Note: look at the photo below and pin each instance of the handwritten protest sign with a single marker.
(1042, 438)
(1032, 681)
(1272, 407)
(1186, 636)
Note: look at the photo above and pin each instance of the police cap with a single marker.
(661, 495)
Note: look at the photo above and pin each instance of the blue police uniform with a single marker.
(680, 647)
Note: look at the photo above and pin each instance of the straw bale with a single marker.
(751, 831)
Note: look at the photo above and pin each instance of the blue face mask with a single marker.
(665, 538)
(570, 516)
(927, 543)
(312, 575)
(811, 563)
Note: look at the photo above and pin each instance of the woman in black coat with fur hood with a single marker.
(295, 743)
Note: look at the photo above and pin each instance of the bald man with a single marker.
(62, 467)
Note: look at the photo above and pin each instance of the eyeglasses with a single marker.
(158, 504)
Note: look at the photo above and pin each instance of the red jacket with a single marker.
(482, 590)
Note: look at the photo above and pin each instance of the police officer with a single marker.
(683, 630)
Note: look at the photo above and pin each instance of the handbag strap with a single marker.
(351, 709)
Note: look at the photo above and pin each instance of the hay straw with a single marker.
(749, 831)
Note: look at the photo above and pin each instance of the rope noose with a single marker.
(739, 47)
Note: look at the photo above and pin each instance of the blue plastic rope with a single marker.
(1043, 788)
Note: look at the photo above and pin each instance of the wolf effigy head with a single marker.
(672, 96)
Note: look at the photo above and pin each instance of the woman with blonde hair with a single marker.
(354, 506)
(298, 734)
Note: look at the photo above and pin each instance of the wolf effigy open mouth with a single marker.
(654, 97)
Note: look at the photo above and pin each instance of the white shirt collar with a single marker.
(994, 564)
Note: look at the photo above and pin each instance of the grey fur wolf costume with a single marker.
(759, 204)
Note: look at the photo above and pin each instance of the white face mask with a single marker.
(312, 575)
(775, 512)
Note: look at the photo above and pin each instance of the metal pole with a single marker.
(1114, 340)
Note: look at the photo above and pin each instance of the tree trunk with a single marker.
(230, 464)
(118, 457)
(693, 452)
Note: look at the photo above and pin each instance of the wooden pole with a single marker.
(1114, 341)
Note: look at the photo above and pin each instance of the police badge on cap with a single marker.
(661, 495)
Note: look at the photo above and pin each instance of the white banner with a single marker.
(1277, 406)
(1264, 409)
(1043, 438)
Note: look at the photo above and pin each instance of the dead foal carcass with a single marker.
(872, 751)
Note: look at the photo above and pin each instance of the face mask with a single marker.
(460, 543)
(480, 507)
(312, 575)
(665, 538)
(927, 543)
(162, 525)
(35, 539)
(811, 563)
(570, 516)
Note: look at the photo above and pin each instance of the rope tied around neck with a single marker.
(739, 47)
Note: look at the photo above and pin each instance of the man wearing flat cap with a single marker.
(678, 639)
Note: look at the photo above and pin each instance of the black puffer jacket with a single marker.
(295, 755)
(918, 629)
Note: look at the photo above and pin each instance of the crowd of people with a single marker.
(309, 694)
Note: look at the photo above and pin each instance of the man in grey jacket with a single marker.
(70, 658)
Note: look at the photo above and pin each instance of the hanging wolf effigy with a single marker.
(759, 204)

+++

Retype each of the items above word for word, changing nothing.

Note: look at the photo below and pin each instance of the handwritten protest sign with a single marker.
(1042, 438)
(1032, 681)
(1272, 407)
(1186, 636)
Note: look at the photo above and pin each instance of the police cap with a single marker.
(661, 495)
Note: look at the photo above and pin each instance of the blue police uniform with a single marker.
(680, 647)
Note: look at the photo above and pin each instance of the straw bale with a single marker.
(751, 831)
Note: look at the photo above and pin each instance of the blue face mask with a single marker.
(665, 538)
(570, 516)
(927, 543)
(312, 575)
(811, 563)
Note: look at the photo above and pin each instance of the woman in black coat with fur hood with a single marker.
(295, 743)
Note: look at the photo above and pin each instance of the bald man with a single marker.
(62, 467)
Note: look at the photo above and pin each instance of the eyeglasses with a single marker.
(158, 504)
Note: look at the photo above and pin each instance of the red jacket with a single marker.
(482, 590)
Note: look at the photo above and pin each instance of the police officer with a single marker.
(683, 630)
Note: look at the photo above and pin each instance of the handbag strap with a single marker.
(351, 709)
Note: look at the photo above and pin each instance of the hay straw with a single marker.
(749, 831)
Note: look at the photo above and pin each instance of the rope noose with a single marker.
(739, 47)
Note: look at the photo above and pin each instance of the blue plastic rope with a single marker.
(1043, 788)
Note: look at the photo above and pin each instance of the wolf effigy head with a single marker.
(672, 96)
Note: look at the photo above and pin each instance of the woman with blonde hair with a single marker.
(354, 506)
(298, 734)
Note: look at the photo above and pin each instance of the wolf effigy open mouth with a single marker.
(654, 97)
Note: look at the photo above and pin each instance of the white shirt collar with a single marker.
(994, 564)
Note: look at the photo above and pin each instance of the grey fur wolf costume with a single marker.
(759, 204)
Note: look at the photo above and pin each instance of the white face mask with a single marker.
(312, 575)
(775, 512)
Note: look at the photo above and pin each instance of the metal pole with a single marker.
(1114, 340)
Note: look at the photo above and pin each instance of the tree trunk with a single marker.
(230, 464)
(118, 457)
(693, 452)
Note: look at the photo above and pin each instance of the wooden pole with a single marker.
(1114, 341)
Note: look at the photo above and pin each instance of the police badge on cap with a single marker.
(661, 495)
Note: look at the photo above and pin each instance of the white banner with a single marker.
(1277, 406)
(1264, 409)
(1043, 438)
Note: look at the photo above and pin each instance of the dead foal carcass with a single marker.
(872, 751)
Note: look at the photo above and pin each instance of the face mask with a single marker.
(460, 543)
(480, 507)
(312, 575)
(665, 538)
(927, 543)
(162, 525)
(35, 539)
(811, 563)
(570, 516)
Note: look at the photo above and pin each instance of the rope tied around neck with a single marker.
(739, 47)
Note: look at the photo above and pin each instance of the man wearing flat cap with a single marker.
(678, 639)
Note: look at the photo above and pin each instance of the black puffer jacket with a single marker.
(295, 755)
(918, 629)
Note: look at the photo above and pin each instance of the crowd of people with a single marker.
(309, 694)
Note: look at the photo above and pin each instance of the man in grey jacket with a single marker.
(70, 658)
Note: look at the photo above and pin each instance of the hanging wolf effigy with a single marker.
(759, 204)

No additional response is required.